• _Dataset excerpts_:
..........

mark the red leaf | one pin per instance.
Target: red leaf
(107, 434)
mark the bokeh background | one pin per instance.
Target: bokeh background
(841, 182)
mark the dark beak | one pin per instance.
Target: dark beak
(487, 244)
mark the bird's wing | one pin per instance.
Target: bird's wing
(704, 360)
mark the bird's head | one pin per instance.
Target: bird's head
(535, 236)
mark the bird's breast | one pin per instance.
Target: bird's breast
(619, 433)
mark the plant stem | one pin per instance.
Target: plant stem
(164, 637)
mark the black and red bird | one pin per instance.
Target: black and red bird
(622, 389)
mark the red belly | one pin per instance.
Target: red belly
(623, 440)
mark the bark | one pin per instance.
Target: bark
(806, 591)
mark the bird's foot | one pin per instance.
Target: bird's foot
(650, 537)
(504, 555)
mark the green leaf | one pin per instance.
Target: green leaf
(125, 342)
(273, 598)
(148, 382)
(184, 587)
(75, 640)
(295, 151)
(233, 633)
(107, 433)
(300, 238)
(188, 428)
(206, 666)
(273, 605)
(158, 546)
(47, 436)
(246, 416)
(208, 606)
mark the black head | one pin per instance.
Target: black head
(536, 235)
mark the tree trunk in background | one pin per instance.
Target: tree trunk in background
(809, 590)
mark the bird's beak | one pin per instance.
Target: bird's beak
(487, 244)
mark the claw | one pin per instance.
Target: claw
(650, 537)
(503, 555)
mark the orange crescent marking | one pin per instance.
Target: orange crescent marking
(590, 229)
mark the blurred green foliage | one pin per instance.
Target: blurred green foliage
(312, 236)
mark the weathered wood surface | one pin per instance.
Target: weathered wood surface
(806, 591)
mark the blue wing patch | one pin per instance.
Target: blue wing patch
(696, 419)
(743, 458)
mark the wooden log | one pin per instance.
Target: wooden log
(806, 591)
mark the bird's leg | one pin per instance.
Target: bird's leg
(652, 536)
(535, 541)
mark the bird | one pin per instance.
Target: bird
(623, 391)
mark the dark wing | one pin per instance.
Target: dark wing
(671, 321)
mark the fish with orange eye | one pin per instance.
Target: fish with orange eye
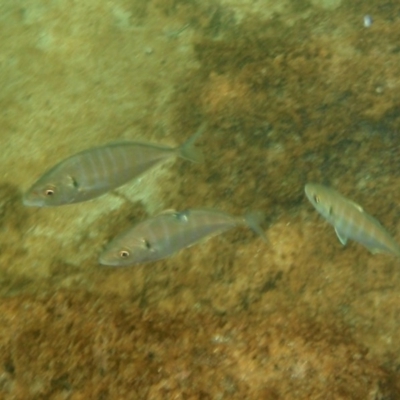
(96, 171)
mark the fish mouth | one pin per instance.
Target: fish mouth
(108, 262)
(30, 201)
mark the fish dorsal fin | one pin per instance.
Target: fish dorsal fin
(357, 206)
(168, 211)
(341, 237)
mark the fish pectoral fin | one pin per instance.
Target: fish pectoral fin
(357, 206)
(341, 237)
(374, 250)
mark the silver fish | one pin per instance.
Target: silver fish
(98, 170)
(165, 234)
(350, 220)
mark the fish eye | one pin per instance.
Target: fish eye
(124, 254)
(147, 244)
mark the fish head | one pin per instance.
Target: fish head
(123, 251)
(52, 190)
(321, 197)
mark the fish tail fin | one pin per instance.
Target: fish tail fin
(188, 151)
(253, 219)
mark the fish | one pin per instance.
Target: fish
(169, 232)
(98, 170)
(350, 220)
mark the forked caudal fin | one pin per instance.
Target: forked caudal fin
(253, 219)
(188, 151)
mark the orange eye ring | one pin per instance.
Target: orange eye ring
(124, 254)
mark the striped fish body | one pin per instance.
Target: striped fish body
(165, 234)
(350, 220)
(95, 171)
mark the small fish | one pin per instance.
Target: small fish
(167, 233)
(98, 170)
(350, 220)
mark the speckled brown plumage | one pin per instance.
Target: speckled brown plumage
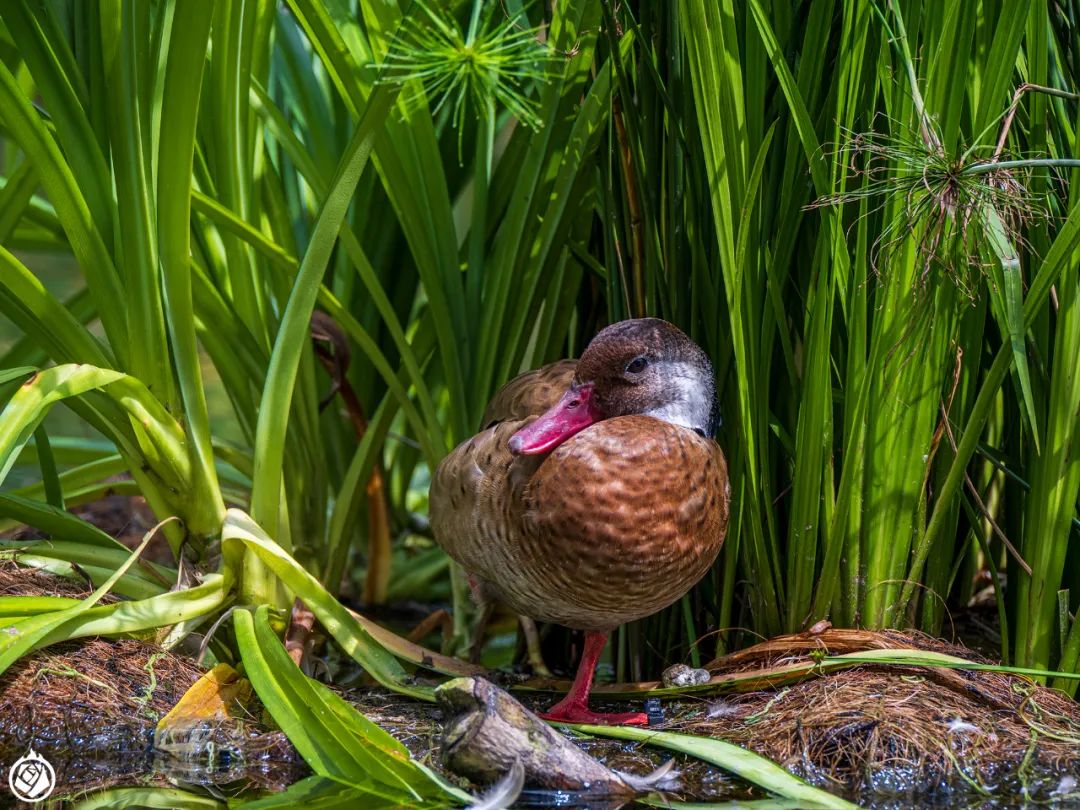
(615, 524)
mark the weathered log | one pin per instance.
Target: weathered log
(485, 731)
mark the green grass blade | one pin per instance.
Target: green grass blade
(752, 767)
(292, 336)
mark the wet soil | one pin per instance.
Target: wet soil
(883, 736)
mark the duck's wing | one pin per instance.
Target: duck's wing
(475, 493)
(475, 500)
(530, 393)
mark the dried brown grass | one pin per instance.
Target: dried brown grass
(925, 727)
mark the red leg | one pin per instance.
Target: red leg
(575, 706)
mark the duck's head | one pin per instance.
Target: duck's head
(642, 366)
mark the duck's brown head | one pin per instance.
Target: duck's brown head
(642, 366)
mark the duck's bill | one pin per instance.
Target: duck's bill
(571, 415)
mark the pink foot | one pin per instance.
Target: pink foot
(567, 712)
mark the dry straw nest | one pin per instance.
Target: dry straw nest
(890, 728)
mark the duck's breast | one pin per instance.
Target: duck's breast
(618, 523)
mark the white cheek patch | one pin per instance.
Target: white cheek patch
(688, 403)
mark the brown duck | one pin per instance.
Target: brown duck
(595, 494)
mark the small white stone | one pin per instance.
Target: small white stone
(678, 675)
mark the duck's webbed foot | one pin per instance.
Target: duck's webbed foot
(577, 711)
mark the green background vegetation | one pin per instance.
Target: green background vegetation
(864, 213)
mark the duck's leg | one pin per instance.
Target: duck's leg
(575, 706)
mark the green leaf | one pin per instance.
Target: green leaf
(752, 767)
(241, 529)
(335, 739)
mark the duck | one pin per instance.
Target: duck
(594, 494)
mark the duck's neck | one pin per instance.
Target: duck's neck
(691, 396)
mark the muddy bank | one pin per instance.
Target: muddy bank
(886, 736)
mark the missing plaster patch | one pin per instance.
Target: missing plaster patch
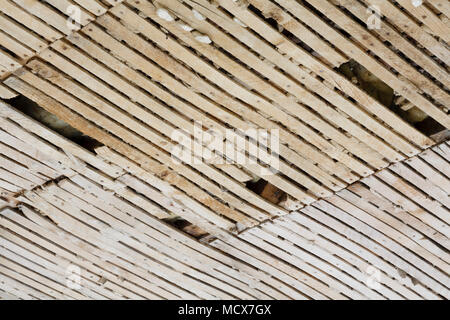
(51, 121)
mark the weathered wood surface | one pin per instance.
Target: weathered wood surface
(363, 189)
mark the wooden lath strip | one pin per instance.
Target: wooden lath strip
(178, 121)
(255, 100)
(286, 47)
(427, 17)
(160, 170)
(152, 135)
(179, 88)
(122, 33)
(315, 86)
(406, 89)
(320, 243)
(397, 40)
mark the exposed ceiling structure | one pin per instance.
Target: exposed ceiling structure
(345, 102)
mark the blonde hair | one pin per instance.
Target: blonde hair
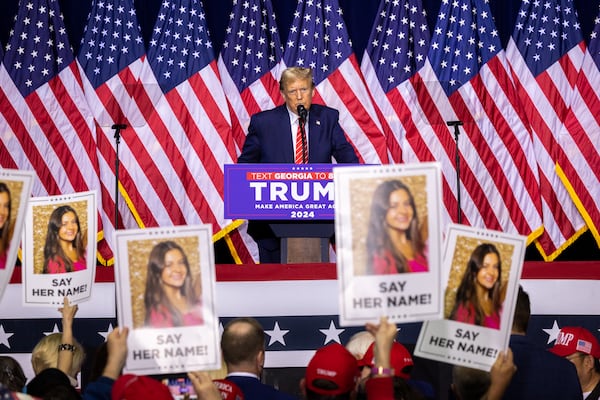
(45, 354)
(295, 74)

..........

• _The exercise_: Write out, word for word, the line containing "mark the duck's webbed" and each line after it to the end of the data, and nothing more. Drop the pictures.

• _Task result_:
mark the duck's webbed foot | one pin per instance.
Target: duck's webbed foot
(577, 711)
mark the green background vegetation | one pin per instance.
Target: green background vegetation
(864, 213)
mark the duck's leg | one pin per instance.
Target: duck's leg
(575, 706)
mark the green leaf | one pin per instance.
Target: green leaf
(752, 767)
(241, 529)
(335, 739)
mark the duck | one pin per instance.
Target: duck
(594, 494)
mark the duck's neck | one pin per instance.
Target: duck's neck
(691, 396)
mark the muddy bank | one pin per instance.
Target: muddy bank
(886, 736)
mark the missing plaster patch | one pin per instance.
Target: missing plaster patch
(51, 121)
mark the weathered wood surface | one pin per instance.
Target: weathered wood surface
(363, 189)
mark the wooden lath strip | one pin per instance.
Target: wooden lath strip
(178, 121)
(255, 100)
(286, 47)
(427, 17)
(160, 170)
(152, 135)
(179, 88)
(122, 33)
(315, 86)
(406, 89)
(320, 243)
(397, 40)
mark the exposed ceiling structure | one pin per instance.
Target: exposed ceiling structure
(345, 102)
mark the blonde hair | one pin per instance.
Target: blonde hair
(45, 354)
(295, 74)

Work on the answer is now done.